• _EXTRACTED DATA_:
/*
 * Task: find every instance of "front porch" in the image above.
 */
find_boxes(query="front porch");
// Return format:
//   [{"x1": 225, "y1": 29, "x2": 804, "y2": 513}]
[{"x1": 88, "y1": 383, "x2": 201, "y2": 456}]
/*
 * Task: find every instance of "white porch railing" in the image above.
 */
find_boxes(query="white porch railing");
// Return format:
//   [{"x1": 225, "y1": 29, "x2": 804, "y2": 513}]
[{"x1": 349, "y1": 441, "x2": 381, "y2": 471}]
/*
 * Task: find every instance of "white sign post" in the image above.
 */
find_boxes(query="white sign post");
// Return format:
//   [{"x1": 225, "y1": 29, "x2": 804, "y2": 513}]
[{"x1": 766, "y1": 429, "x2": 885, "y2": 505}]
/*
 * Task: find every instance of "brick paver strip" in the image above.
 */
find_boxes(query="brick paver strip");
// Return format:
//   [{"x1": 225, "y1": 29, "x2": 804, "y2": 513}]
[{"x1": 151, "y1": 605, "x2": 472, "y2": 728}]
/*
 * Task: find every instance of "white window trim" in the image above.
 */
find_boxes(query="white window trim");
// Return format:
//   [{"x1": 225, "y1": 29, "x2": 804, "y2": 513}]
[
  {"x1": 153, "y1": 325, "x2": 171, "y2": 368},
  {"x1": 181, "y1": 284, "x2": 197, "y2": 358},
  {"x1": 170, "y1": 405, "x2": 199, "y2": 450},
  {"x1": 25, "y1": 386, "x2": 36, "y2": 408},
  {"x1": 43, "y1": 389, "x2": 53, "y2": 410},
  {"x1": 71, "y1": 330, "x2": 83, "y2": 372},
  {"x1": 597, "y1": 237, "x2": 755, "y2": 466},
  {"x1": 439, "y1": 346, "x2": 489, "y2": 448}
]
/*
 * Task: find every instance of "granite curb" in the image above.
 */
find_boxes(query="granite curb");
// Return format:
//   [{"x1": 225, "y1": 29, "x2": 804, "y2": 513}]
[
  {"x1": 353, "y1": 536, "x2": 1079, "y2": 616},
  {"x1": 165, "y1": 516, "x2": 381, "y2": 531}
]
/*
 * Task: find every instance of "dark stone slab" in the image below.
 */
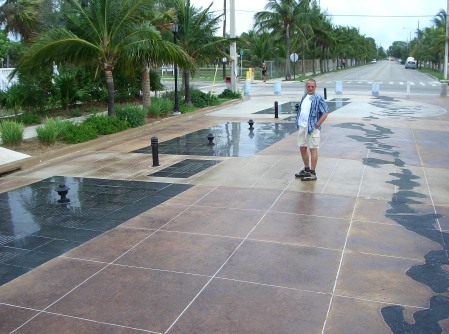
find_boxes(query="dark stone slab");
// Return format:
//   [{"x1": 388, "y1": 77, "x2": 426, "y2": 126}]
[{"x1": 0, "y1": 176, "x2": 192, "y2": 286}]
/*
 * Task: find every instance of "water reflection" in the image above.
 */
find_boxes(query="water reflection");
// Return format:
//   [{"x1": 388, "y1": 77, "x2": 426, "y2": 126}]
[{"x1": 133, "y1": 122, "x2": 297, "y2": 157}]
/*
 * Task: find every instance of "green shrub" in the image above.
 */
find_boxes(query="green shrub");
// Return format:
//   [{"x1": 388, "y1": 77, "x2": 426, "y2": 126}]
[
  {"x1": 36, "y1": 118, "x2": 68, "y2": 145},
  {"x1": 147, "y1": 100, "x2": 163, "y2": 118},
  {"x1": 0, "y1": 120, "x2": 24, "y2": 145},
  {"x1": 54, "y1": 72, "x2": 88, "y2": 110},
  {"x1": 68, "y1": 108, "x2": 82, "y2": 117},
  {"x1": 180, "y1": 103, "x2": 195, "y2": 113},
  {"x1": 115, "y1": 104, "x2": 145, "y2": 128},
  {"x1": 62, "y1": 122, "x2": 97, "y2": 144},
  {"x1": 15, "y1": 113, "x2": 41, "y2": 125},
  {"x1": 190, "y1": 90, "x2": 220, "y2": 108},
  {"x1": 147, "y1": 98, "x2": 173, "y2": 118},
  {"x1": 82, "y1": 114, "x2": 128, "y2": 135},
  {"x1": 218, "y1": 88, "x2": 242, "y2": 99}
]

• _ACTIVITY_:
Set every entry down again word for word, but not the pictures.

• _SOLUTION TO THE PROBLEM_:
/*
 * Task: find every instance of "front porch" in the image above.
 */
find_boxes(query="front porch");
// Return format:
//   [{"x1": 225, "y1": 29, "x2": 804, "y2": 513}]
[{"x1": 88, "y1": 383, "x2": 201, "y2": 456}]
/*
 * Task: find every instance of "white porch railing" in the image above.
 */
find_boxes(query="white porch railing");
// Return format:
//   [{"x1": 225, "y1": 29, "x2": 804, "y2": 513}]
[{"x1": 349, "y1": 441, "x2": 381, "y2": 471}]
/*
 * Task: find every instance of "white sign post" in the image above.
 */
find_boxes(query="white sign post");
// Return format:
//   [{"x1": 225, "y1": 29, "x2": 804, "y2": 513}]
[{"x1": 766, "y1": 429, "x2": 885, "y2": 505}]
/*
 * Task: find every instance of "brick paver strip" in the image above.
 */
find_boxes(query="brick paver strip");
// Return format:
//   [{"x1": 225, "y1": 29, "x2": 804, "y2": 513}]
[{"x1": 151, "y1": 605, "x2": 472, "y2": 728}]
/*
 * Task: find every instance of "white window trim" in the image above.
 */
find_boxes(query="white window trim");
// Return format:
//   [{"x1": 225, "y1": 29, "x2": 804, "y2": 513}]
[
  {"x1": 153, "y1": 325, "x2": 171, "y2": 368},
  {"x1": 181, "y1": 284, "x2": 197, "y2": 358},
  {"x1": 170, "y1": 405, "x2": 199, "y2": 450},
  {"x1": 25, "y1": 386, "x2": 36, "y2": 408},
  {"x1": 43, "y1": 389, "x2": 53, "y2": 410},
  {"x1": 71, "y1": 330, "x2": 83, "y2": 372},
  {"x1": 597, "y1": 237, "x2": 755, "y2": 466},
  {"x1": 439, "y1": 346, "x2": 489, "y2": 448}
]
/*
 * Task: find every instance of "granite curb" in the image above.
 */
find_boxes(query="granite curb");
// Return format:
//   [{"x1": 225, "y1": 29, "x2": 804, "y2": 513}]
[
  {"x1": 353, "y1": 536, "x2": 1079, "y2": 616},
  {"x1": 165, "y1": 516, "x2": 381, "y2": 531}
]
/*
 * Task: find every instance of "dark stone slab" in the image below.
 */
find_boxes(query="dark stone slab");
// Return format:
//   [{"x1": 388, "y1": 77, "x2": 426, "y2": 126}]
[{"x1": 0, "y1": 176, "x2": 192, "y2": 286}]
/*
 * Task: find every instance of "water reflection" in the image above.
 */
find_boxes(query="water reflection");
// Return format:
//   [{"x1": 388, "y1": 77, "x2": 426, "y2": 126}]
[{"x1": 133, "y1": 122, "x2": 297, "y2": 157}]
/*
 * Task: find every instance of "green shrub" in the image above.
 */
find_boxes(query="green shrub");
// Return format:
//   [{"x1": 388, "y1": 77, "x2": 426, "y2": 126}]
[
  {"x1": 36, "y1": 118, "x2": 68, "y2": 145},
  {"x1": 147, "y1": 100, "x2": 163, "y2": 118},
  {"x1": 0, "y1": 120, "x2": 24, "y2": 145},
  {"x1": 54, "y1": 72, "x2": 88, "y2": 110},
  {"x1": 68, "y1": 108, "x2": 82, "y2": 117},
  {"x1": 180, "y1": 103, "x2": 195, "y2": 113},
  {"x1": 115, "y1": 104, "x2": 145, "y2": 128},
  {"x1": 62, "y1": 122, "x2": 97, "y2": 144},
  {"x1": 15, "y1": 113, "x2": 41, "y2": 125},
  {"x1": 190, "y1": 90, "x2": 220, "y2": 108},
  {"x1": 147, "y1": 98, "x2": 173, "y2": 118},
  {"x1": 82, "y1": 114, "x2": 128, "y2": 135},
  {"x1": 218, "y1": 88, "x2": 242, "y2": 99}
]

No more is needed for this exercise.